- [Exercise prompt]:
Rescale everything from the start of the records down to the line containing "[172,90,191,182]", both ends included, and write all of those lines out again with the requests kept. Multiply every bounding-box coordinate in the answers by 2.45 and round to whole numbers, halves up, but leave all numbers in the requests unchanged.

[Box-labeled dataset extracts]
========================================

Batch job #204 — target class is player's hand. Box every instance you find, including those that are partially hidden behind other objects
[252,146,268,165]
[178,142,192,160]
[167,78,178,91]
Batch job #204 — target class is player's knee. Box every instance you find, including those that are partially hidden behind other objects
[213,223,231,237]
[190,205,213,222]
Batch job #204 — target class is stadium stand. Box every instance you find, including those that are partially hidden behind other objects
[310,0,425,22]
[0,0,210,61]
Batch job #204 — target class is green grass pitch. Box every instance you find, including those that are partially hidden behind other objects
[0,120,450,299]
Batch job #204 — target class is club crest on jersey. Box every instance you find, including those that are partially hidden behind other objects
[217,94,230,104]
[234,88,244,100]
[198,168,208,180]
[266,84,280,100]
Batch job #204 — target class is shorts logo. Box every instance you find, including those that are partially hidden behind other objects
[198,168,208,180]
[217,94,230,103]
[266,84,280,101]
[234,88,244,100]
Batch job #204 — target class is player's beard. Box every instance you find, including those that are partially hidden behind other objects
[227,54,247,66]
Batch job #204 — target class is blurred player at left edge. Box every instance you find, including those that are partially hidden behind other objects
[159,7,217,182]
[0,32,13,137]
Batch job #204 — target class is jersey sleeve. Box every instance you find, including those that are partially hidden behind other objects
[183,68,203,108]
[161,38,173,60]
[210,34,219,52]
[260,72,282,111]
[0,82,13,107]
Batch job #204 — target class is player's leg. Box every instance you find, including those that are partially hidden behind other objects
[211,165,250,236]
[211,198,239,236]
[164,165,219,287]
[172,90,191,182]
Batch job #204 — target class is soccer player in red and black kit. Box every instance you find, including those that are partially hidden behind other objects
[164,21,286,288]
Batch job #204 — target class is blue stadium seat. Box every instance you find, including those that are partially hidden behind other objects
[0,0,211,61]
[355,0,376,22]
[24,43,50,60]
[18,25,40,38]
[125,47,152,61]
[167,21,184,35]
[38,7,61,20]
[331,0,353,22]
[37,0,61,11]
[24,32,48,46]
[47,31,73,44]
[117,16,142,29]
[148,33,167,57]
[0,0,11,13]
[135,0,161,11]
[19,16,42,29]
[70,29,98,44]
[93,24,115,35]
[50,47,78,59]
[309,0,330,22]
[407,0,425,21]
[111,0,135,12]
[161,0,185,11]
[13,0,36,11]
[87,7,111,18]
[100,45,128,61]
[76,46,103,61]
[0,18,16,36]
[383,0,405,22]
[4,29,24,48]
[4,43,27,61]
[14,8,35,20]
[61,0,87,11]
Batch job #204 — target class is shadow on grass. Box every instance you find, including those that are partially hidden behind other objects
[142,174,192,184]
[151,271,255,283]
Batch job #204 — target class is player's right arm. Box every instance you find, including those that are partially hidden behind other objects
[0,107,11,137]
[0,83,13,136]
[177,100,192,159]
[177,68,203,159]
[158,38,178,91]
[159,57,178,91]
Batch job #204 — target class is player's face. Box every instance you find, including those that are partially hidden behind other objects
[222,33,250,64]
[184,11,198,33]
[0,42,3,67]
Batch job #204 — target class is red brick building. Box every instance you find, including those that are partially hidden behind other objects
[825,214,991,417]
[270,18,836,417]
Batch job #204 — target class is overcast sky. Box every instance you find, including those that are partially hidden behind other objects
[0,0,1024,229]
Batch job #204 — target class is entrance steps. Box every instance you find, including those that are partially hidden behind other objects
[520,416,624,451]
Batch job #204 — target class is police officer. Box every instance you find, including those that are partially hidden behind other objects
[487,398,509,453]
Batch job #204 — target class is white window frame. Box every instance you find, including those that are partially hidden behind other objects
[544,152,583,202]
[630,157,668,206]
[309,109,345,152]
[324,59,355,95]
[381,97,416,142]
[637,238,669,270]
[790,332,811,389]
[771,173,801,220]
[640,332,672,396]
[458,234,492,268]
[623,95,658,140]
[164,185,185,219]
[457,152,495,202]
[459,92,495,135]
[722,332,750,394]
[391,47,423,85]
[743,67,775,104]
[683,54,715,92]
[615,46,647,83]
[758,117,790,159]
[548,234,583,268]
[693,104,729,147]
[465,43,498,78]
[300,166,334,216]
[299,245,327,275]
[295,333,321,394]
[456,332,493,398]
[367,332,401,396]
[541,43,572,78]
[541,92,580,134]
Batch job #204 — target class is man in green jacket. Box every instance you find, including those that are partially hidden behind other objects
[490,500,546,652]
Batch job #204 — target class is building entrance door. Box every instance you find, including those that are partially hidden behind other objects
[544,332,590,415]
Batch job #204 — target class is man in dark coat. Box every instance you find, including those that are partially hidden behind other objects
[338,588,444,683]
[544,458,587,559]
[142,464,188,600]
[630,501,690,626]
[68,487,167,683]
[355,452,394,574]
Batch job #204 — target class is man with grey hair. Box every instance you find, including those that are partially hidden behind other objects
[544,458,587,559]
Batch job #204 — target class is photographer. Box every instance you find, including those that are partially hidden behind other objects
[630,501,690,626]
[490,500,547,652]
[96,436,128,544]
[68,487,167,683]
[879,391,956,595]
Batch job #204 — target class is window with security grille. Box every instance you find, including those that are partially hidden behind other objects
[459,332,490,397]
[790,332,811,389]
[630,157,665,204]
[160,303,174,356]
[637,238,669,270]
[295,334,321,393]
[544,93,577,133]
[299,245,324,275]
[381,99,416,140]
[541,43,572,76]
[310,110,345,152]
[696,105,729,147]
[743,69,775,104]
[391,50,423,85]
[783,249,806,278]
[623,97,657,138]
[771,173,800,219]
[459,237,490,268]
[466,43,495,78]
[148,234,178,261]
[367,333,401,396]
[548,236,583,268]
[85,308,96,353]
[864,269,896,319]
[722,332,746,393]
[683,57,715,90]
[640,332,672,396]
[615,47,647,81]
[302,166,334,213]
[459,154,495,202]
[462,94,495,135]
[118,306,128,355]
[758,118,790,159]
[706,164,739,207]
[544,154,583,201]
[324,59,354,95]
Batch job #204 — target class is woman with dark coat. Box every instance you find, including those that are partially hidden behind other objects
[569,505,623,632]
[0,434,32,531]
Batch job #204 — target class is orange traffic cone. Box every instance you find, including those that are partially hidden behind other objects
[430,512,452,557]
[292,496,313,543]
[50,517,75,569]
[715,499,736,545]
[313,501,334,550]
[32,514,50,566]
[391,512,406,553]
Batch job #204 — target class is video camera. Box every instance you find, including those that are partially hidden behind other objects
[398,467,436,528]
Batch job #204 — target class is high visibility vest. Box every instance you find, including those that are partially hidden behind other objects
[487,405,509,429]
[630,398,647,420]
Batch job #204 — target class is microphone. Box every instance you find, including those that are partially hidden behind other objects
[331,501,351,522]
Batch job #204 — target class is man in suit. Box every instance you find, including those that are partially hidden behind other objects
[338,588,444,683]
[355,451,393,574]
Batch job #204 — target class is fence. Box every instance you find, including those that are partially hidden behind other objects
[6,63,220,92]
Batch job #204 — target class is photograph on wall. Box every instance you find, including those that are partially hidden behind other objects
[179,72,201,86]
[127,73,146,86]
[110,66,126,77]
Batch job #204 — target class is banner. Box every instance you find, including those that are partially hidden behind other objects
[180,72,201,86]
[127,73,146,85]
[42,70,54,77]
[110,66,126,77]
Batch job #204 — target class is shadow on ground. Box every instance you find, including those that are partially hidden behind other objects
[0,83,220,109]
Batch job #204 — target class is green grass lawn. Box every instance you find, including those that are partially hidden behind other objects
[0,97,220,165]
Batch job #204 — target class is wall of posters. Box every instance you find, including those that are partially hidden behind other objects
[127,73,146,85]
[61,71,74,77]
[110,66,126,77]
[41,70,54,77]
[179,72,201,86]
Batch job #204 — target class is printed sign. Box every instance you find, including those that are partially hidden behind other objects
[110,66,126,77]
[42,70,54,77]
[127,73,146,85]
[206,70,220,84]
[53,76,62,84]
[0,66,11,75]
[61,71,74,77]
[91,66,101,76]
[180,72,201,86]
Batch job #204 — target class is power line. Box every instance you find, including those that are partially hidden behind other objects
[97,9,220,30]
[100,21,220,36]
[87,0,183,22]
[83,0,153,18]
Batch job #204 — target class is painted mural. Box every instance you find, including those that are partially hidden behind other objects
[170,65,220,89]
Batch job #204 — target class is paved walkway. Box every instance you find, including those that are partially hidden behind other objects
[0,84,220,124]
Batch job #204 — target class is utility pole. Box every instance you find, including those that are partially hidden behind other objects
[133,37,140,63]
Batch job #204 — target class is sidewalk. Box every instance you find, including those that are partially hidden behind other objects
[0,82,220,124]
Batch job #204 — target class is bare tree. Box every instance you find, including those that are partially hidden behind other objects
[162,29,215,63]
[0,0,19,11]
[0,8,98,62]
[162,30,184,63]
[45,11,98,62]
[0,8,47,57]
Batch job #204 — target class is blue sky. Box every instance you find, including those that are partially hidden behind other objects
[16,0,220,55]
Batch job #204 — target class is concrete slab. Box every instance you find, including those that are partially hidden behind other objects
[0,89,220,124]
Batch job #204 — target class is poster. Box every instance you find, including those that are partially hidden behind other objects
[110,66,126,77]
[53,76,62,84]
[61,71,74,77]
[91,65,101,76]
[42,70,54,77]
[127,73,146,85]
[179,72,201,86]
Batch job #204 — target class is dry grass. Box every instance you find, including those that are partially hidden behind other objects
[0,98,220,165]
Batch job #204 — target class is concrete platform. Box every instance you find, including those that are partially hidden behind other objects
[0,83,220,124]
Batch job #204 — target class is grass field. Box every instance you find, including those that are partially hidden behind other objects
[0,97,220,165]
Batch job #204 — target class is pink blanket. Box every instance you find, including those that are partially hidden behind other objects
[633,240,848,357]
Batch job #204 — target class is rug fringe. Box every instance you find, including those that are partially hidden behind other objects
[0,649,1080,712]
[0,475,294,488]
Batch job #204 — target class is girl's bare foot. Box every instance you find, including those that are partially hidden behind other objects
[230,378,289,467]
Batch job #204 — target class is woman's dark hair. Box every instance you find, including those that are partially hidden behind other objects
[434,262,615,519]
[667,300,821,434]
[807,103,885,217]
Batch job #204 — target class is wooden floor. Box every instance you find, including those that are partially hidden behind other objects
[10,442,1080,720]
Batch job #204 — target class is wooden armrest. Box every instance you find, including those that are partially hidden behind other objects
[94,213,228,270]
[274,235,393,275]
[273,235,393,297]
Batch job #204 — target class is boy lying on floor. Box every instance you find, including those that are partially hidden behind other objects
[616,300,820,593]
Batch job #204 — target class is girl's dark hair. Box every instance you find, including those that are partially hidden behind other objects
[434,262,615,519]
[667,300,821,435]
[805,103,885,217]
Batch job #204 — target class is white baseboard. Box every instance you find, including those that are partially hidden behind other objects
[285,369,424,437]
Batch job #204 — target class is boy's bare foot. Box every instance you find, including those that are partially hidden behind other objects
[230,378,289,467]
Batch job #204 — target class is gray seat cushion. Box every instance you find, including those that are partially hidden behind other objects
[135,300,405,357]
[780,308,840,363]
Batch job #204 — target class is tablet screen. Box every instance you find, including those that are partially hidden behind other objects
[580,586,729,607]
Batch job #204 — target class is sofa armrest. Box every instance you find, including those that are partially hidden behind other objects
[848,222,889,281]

========================================

- [Full response]:
Batch job #204 — target class is player's hand. Box every instance you find, including those that are partially hidden behind other objects
[617,358,657,404]
[436,348,470,392]
[409,191,436,223]
Batch job #204 — target class is player's knee. Box every instance you find, including those that are partially hidden behind other objects
[522,546,566,581]
[466,502,522,544]
Batch job #204 — target class is stadium stand. Box every instance you find, including those that are partially hidden behind other objects
[760,0,1041,54]
[0,0,515,149]
Batch job #204 — target class is green grass pitch. Box every instance you find, including those that are partially hidden behind other objects
[0,294,1103,733]
Batch job #204 — target class is club crest on jersey. Box every instance you find, including those that are partially hidden behind other objects
[532,230,564,255]
[573,216,598,245]
[485,412,510,441]
[652,206,686,245]
Batch job #204 — target class is shorts logo. Box every instance you find, including those that are partially hidden behind other objects
[485,412,510,441]
[532,230,564,252]
[652,206,686,247]
[573,216,598,245]
Batch job #204 — target class is player's beard. Box every instance you find, including those that are partially hidden behind other objects
[556,132,605,162]
Batch job #204 — target class is blurred player at left edge. Box every instance you find, including those that are partially hidden behind other objects
[390,17,532,446]
[0,78,32,336]
Batch job #204 — target class is jersey sleeve. Box every instance you find, including those that are partially hidden behind other objects
[448,167,497,265]
[394,93,424,147]
[515,83,537,127]
[637,176,691,272]
[0,201,32,262]
Batch job #204 — target class is player's leg. Box every instance you find, including those that are partially hidden behind other objects
[517,404,613,578]
[517,485,586,578]
[402,404,537,703]
[421,221,468,446]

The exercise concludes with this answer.